The periplasmic chaperone SurA exploits two features characteristic of integral outer membrane proteins for selective substrate recognition.

J Biol Chem 2005 Jun 19;280(25):23540-8. Epub 2005 Apr 19.

Abteilung Molekulare Genetik und Präparative Molekularbiologie, Institut für Mikrobiologie und Genetik, Georg-August-Universität, Grisebachstrasse 8, D-37077 Göttingen, Germany.

The Escherichia coli periplasmic chaperone and peptidyl-prolyl isomerase (PPIase) SurA facilitates the maturation of outer membrane porins. Although the PPIase activity exhibited by one of its two parvulin-like domains is dispensable for this function, the chaperone activity residing in the non-PPIase regions of SurA, a sizable N-terminal domain and a short C-terminal tail, is essential. Unlike most cytoplasmic chaperones SurA is selective for particular substrates and recognizes outer membrane porins synthesized in vitro much more efficiently than other proteins. Thus, SurA may be specialized for the maturation of outer membrane proteins. We have characterized the substrate specificity of SurA based on its natural, biologically relevant substrates by screening cellulose-bound peptide libraries representing outer membrane proteins. We show that two features are critical for peptide binding by SurA: specific patterns of aromatic residues and the orientation of their side chains, which are found more frequently in integral outer membrane proteins than in other proteins. For the first time this sufficiently explains the capability of SurA to discriminate between outer membrane protein and non-outer membrane protein folding intermediates. Furthermore, peptide binding by SurA requires neither an active PPIase domain nor the presence of proline, indicating that the observed substrate specificity relates to the chaperone function of SurA. Finally, we show that SurA is capable of associating with the outer membrane. Together, our data support a model in which SurA is specialized to interact with non-native periplasmic outer membrane protein folding intermediates and to assist in their maturation from early to late outer membrane-associated steps.

(Stored dataset items)
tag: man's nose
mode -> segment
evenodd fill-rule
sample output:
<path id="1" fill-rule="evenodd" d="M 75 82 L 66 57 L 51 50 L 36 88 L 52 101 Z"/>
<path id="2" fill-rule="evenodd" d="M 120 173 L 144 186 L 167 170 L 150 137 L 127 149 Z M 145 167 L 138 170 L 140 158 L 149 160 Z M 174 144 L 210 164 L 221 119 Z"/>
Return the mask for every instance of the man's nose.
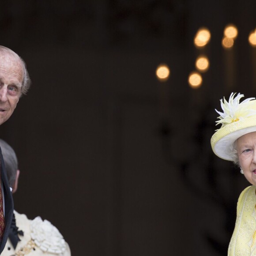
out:
<path id="1" fill-rule="evenodd" d="M 7 88 L 3 86 L 0 88 L 0 101 L 5 102 L 7 101 Z"/>

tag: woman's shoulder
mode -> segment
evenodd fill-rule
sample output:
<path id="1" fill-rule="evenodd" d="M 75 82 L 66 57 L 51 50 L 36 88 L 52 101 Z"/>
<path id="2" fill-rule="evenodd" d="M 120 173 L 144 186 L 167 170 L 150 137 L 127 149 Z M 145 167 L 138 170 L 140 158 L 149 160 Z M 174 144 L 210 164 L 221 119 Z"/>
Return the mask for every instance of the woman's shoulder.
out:
<path id="1" fill-rule="evenodd" d="M 237 202 L 237 207 L 239 206 L 242 202 L 244 202 L 246 200 L 248 196 L 253 196 L 253 197 L 254 197 L 256 189 L 256 187 L 252 185 L 249 186 L 245 188 L 239 196 Z"/>

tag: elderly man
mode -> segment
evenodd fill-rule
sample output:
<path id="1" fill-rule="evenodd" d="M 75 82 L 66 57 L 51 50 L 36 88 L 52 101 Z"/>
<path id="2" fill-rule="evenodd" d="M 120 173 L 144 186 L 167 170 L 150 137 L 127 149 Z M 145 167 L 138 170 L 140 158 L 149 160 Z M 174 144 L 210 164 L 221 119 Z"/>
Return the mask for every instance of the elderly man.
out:
<path id="1" fill-rule="evenodd" d="M 30 85 L 23 60 L 14 52 L 0 46 L 0 125 L 12 114 Z M 0 150 L 0 254 L 6 243 L 11 223 L 13 202 Z"/>
<path id="2" fill-rule="evenodd" d="M 17 157 L 12 148 L 1 139 L 0 147 L 9 183 L 14 193 L 18 188 L 19 176 Z M 14 211 L 9 239 L 3 251 L 3 255 L 25 254 L 31 256 L 70 256 L 71 253 L 68 245 L 65 242 L 60 233 L 49 221 L 43 221 L 39 217 L 33 220 L 29 220 L 25 215 Z"/>

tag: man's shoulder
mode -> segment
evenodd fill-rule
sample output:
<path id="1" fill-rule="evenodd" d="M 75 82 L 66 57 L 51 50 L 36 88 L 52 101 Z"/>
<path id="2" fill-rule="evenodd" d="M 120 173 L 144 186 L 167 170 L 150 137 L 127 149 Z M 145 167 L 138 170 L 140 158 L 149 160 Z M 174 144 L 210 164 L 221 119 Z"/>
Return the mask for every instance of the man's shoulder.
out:
<path id="1" fill-rule="evenodd" d="M 22 230 L 23 235 L 19 235 L 20 239 L 15 249 L 8 239 L 3 255 L 19 255 L 20 251 L 29 255 L 71 255 L 68 243 L 57 228 L 47 220 L 42 220 L 39 216 L 29 219 L 24 214 L 14 211 L 18 231 Z"/>

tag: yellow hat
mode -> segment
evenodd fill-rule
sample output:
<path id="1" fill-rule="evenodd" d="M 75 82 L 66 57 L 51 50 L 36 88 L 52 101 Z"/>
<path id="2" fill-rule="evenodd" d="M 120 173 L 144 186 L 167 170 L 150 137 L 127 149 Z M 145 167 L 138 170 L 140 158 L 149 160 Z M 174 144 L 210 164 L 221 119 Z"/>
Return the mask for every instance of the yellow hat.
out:
<path id="1" fill-rule="evenodd" d="M 211 139 L 215 154 L 222 159 L 232 161 L 231 155 L 233 143 L 243 135 L 256 132 L 256 100 L 249 98 L 240 103 L 243 94 L 232 93 L 228 102 L 223 98 L 220 100 L 223 112 L 220 115 L 217 124 L 222 124 Z"/>

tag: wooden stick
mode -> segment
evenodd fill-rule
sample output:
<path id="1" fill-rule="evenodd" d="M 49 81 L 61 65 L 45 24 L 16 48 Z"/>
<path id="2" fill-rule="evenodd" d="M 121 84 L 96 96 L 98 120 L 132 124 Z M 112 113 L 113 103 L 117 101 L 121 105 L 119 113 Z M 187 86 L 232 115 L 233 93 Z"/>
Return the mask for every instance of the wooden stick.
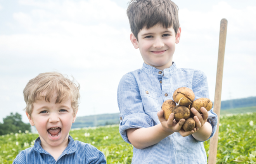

→ Required actions
1. Reproduce word for word the portion of the SurA abstract that opens with the words containing "J Biol Chem" and closes with "D-37077 Göttingen, Germany.".
2. List each comma-separated part of the institutional address given in the SurA abstract.

→ Solutions for each task
1.
J Biol Chem 2005 Jun 19;280(25):23540-8. Epub 2005 Apr 19.

Abteilung Molekulare Genetik und Präparative Molekularbiologie, Institut für Mikrobiologie und Genetik, Georg-August-Universität, Grisebachstrasse 8, D-37077 Göttingen, Germany.

2.
Abteilung Molekulare Genetik und Präparative Molekularbiologie
Institut für Mikrobiologie und Genetik
Georg-August-Universität
Grisebachstrasse 8
D-37077 Göttingen
Germany